**** SOURCE TEXT

The former Yankee 3rd baseman's (1968-69) 1st game as a major league manager was also for the Braves, on April 7, 1978, at Atlanta-Fulton County Stadium. The Braves were beaten by the Dodgers 13-4. Now, 32 seasons later, with the game and the world having changed so much, Cox is done.

He won 2,504 games, 15 Division titles (1985 AL East with Toronto, 1991-93 and 1995-2005 with Atlanta), 5 Pennants (1991, '92, '95, '96 and '99), and the 1999 World Series. Ironically, the Braves had to fire him in 1981 before they won a Divsion title the next year; it was in Toronto that he became a good manager. He was elected to the Hall of Fame last year, and the Braves retired his Number 6. But he was also thrown out of more games than any uniformed person in baseball history, 158 -- plus 3 in the postseason. He remains the last person ejected from a World Series game.

October 11, 2012: For the 1st time since the divisional playoffs began in 1995, all 4 series will go the distance to a Game 5. Both the Nationals and Orioles knot their respective series against the Cardinals and Yankees. Washington and Baltimore join the A's and Giants, who also forced a decisive game with victories over the Tigers and Reds in yesterday's LDS games.

The Nats win their game 2-1 in the bottom of the 9th, on a home run by Jayson Werth, one of the heroes of the 2008 title-winning Phillies. They are now 1 win away from the 1st postseason series win by any Washington team since the 1924 Senators.

Also on this day, John Junior "Champ" Summers dies of cancer in Ocala, Florida. The former outfielder, who ended his career with the San Diego Padres in the 1984 World Series, was 66.

Also on this day, Helmut Haller dies in his hometown of Augsburg, Germany as a result of long battles with heart trouble, Parkinson's disease and dementia. He was 73. The soccer right winger starred with hometown club BC Augsburg, before moving on to Italian sides Bologna and Turin-based Juventus, before returning to his hometown, where his former club, in financial trouble, had merged with TSV Schwaben Augsburg, to become FC Augsburg.

********
**** PROVIDED MATERIAL

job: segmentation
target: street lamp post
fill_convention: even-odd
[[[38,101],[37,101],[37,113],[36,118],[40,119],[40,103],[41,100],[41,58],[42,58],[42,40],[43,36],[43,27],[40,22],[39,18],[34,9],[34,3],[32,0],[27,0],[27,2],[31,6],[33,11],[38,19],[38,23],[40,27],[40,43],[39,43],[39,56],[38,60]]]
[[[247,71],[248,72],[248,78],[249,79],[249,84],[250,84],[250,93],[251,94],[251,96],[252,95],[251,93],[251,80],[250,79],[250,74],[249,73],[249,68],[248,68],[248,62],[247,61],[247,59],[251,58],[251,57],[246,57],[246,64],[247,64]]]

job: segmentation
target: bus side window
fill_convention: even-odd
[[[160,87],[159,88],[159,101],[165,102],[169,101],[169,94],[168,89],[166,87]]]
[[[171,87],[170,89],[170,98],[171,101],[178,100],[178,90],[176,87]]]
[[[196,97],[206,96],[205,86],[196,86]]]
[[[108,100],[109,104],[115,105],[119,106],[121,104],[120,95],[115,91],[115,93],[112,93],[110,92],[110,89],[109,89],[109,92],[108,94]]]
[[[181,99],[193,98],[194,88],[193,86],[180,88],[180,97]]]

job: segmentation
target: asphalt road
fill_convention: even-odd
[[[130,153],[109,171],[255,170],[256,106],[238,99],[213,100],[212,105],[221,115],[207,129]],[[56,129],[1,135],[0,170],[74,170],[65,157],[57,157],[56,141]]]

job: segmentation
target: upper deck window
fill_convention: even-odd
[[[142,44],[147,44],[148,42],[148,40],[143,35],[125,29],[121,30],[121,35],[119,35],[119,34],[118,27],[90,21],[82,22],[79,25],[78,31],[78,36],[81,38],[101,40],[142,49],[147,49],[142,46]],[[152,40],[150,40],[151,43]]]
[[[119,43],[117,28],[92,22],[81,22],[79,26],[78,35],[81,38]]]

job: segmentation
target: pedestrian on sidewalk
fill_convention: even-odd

********

■ **ASSIGNMENT 1**: Please summarize the sports history text in two sentences.
■ **ASSIGNMENT 2**: According to the sports history text, who hit the home run that won the Nationals' game 2-1 in the bottom of the 9th?
■ **ASSIGNMENT 3**: Reproduce everything in the sports history text from "Also on this day, Helmut" down to "become FC Augsburg.".

■ **TASK OUTPUT 1**: Cox, who won 2,504 games, 15 Division titles, 5 Pennants and the 1999 World Series, is done as a manager 32 seasons after his first game, and he was also ejected from more games than any uniformed person in baseball history. On October 11, 2012, all 4 divisional series went to a Game 5 for the first time since 1995, and both Champ Summers and Helmut Haller died.

■ **TASK OUTPUT 2**: Jayson Werth.

■ **TASK OUTPUT 3**:
Also on this day, Helmut Haller dies in his hometown of Augsburg, Germany as a result of long battles with heart trouble, Parkinson's disease and dementia. He was 73. The soccer right winger starred with hometown club BC Augsburg, before moving on to Italian sides Bologna and Turin-based Juventus, before returning to his hometown, where his former club, in financial trouble, had merged with TSV Schwaben Augsburg, to become FC Augsburg.